Problem statement
Locate the line that contains "Each matching instance of the snow-covered", then copy it and all later lines of the data below exactly, through the last one.
>> start
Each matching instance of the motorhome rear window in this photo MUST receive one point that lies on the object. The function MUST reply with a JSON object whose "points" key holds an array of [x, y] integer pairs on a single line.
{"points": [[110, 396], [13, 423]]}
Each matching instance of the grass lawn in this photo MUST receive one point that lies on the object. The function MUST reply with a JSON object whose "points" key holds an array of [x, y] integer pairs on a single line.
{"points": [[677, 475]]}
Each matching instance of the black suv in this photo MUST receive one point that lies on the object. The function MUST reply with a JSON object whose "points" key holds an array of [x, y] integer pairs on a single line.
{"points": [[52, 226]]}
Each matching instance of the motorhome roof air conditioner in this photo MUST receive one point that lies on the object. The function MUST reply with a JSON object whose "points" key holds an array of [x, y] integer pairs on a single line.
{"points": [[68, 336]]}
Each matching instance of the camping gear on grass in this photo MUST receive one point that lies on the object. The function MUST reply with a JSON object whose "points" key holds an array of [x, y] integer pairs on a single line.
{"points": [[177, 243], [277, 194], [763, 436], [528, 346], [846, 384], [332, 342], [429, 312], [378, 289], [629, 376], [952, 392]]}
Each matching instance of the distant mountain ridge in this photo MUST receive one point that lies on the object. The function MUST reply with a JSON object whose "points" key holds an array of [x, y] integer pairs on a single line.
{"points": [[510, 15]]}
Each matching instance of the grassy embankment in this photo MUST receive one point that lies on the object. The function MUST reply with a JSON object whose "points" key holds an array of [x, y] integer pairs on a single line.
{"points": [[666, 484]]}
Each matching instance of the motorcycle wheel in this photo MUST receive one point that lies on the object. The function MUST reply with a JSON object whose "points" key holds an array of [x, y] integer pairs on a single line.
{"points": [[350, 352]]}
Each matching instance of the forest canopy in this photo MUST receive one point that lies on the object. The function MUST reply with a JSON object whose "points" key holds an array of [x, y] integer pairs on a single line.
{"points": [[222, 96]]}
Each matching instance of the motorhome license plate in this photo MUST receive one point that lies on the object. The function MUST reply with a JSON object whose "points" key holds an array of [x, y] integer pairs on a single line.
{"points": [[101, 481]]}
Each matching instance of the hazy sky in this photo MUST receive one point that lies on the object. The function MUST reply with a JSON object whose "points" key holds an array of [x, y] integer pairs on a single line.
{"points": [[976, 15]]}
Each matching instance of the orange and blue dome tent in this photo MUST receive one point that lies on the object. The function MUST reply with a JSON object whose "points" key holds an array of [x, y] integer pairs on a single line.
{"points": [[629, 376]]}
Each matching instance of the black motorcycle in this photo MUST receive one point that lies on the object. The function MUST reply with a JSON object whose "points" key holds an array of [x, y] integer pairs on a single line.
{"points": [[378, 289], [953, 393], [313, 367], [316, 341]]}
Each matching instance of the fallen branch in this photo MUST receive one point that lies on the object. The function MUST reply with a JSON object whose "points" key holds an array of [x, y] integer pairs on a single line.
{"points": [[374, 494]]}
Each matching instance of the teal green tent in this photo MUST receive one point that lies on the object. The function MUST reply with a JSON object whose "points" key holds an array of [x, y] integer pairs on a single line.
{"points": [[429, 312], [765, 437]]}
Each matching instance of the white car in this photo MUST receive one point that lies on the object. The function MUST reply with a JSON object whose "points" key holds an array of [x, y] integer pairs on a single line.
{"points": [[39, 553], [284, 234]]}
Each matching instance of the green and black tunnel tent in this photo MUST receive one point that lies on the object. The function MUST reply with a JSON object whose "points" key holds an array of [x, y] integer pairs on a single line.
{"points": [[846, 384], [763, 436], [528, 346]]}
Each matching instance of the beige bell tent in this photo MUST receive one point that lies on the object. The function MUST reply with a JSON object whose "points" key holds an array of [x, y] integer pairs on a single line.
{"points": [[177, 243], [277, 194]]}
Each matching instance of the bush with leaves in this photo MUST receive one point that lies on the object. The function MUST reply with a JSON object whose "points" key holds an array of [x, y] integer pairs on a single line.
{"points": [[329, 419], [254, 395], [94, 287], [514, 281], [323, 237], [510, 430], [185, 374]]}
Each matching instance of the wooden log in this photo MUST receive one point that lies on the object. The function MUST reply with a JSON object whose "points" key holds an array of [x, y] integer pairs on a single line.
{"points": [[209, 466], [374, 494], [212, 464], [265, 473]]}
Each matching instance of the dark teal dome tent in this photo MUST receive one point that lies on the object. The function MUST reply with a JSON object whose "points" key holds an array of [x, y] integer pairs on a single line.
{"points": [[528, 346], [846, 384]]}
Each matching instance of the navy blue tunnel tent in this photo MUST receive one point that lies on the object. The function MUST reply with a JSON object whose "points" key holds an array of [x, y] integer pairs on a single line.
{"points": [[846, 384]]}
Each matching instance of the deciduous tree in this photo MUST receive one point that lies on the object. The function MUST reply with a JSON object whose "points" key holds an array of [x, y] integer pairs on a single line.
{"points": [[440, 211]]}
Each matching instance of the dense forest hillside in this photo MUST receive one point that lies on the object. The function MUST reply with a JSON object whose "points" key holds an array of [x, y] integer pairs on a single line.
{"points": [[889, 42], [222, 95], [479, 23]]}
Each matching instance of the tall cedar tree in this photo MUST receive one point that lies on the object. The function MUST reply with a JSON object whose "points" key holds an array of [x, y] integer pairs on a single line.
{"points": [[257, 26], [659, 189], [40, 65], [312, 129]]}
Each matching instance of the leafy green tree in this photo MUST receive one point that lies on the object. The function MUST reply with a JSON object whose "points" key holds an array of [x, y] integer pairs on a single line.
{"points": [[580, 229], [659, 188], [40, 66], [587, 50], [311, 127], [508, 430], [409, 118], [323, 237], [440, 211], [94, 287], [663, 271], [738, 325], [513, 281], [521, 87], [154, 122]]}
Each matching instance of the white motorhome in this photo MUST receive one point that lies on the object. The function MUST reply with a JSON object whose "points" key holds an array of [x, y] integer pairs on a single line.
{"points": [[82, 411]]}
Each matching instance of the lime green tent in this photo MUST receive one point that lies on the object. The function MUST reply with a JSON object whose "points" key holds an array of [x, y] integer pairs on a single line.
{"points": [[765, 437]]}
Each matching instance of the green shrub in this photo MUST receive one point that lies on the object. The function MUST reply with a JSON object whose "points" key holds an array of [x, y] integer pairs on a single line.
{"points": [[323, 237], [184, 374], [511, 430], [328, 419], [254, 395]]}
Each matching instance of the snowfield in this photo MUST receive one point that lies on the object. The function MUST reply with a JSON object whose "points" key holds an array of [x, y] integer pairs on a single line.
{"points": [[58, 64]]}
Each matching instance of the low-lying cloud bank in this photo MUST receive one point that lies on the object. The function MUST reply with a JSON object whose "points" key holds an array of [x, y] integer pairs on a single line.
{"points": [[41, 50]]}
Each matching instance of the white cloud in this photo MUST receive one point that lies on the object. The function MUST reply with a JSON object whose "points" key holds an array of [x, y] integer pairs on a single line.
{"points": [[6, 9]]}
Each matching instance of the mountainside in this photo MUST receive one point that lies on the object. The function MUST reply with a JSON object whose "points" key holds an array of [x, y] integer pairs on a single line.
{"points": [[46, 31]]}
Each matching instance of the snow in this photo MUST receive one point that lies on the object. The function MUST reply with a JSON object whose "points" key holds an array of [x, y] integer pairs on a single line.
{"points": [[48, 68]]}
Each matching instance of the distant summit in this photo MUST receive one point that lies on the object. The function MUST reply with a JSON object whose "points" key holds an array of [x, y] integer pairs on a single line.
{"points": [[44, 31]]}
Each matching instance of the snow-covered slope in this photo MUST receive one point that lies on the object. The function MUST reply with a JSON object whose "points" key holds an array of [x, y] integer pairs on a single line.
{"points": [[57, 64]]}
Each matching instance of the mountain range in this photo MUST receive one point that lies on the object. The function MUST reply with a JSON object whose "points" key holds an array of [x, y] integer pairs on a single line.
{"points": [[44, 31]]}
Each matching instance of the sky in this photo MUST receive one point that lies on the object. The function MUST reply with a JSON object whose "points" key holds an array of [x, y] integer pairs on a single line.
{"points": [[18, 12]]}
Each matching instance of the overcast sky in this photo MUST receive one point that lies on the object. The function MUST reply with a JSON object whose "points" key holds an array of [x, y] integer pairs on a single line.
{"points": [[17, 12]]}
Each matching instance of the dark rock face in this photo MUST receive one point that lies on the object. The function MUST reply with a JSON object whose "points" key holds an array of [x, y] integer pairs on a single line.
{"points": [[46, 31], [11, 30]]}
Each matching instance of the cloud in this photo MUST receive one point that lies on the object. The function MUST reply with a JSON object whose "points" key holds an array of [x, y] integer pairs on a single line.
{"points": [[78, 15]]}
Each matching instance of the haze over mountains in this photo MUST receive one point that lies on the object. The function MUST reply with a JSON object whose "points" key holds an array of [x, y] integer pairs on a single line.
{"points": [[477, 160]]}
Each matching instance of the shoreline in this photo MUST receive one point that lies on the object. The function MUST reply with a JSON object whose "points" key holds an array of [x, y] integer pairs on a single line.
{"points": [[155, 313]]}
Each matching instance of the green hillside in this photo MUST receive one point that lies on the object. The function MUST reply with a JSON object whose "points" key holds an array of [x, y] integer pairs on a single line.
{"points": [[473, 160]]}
>> end
Solved exercise
Each matching instance of the snow-covered slope in this photo MUST receive one point that lies on the object. The function MUST reply with a JSON object whose "points" key holds an array of [x, y] integer pairs on a single line.
{"points": [[57, 64]]}
Each matching instance of the mountain range in this photo MUST receive one point that lies on the object. The function MUST reply with a JSON object whose "points" key holds an array of [x, y] integer pairs on a single line.
{"points": [[44, 31]]}
Each matching instance of the sky in this photo MUST receive one point that lies on the object. The function MUST reply with a JSON object whose "points" key holds an array of [x, y] integer pairs on a single line.
{"points": [[18, 12]]}
Each matching instance of the overcast sky in this photo MUST receive one point that lies on the object. The function MUST reply with a JSON object whose "points" key holds an array of [x, y] integer pairs on a single line.
{"points": [[17, 12]]}
Each matching instance of the dark rock face in this photo MUST receive one point that lies on the object. The function MUST reply with a JSON object whose "points" key holds an array of [x, y] integer pairs on a single line.
{"points": [[46, 31], [11, 30]]}
Each matching instance of the cloud in this photo MUST receive one point that lies on the object. The function MUST reply with a JSON object whose "points" key holds an array of [x, y] integer pairs on a single line.
{"points": [[78, 15]]}
Each matching instance of the haze over mountains in this photo MUST receive one point that lies on the object. The function MUST reply with a JSON object whose "points" key holds an array of [x, y] integer pairs on a single line.
{"points": [[477, 160]]}
Each matching instance of the shoreline in this photo MUST receive one point that lies on the object. The function MUST reply with a JSON object whose "points" key holds an array of [x, y] integer pairs on a single line.
{"points": [[155, 313]]}
Each matching instance of the green hillside in this photo MUST receive one point that lies on the object. The function MUST reply with a JSON object whose "points" key holds an array of [x, y] integer pairs on a single line.
{"points": [[473, 160]]}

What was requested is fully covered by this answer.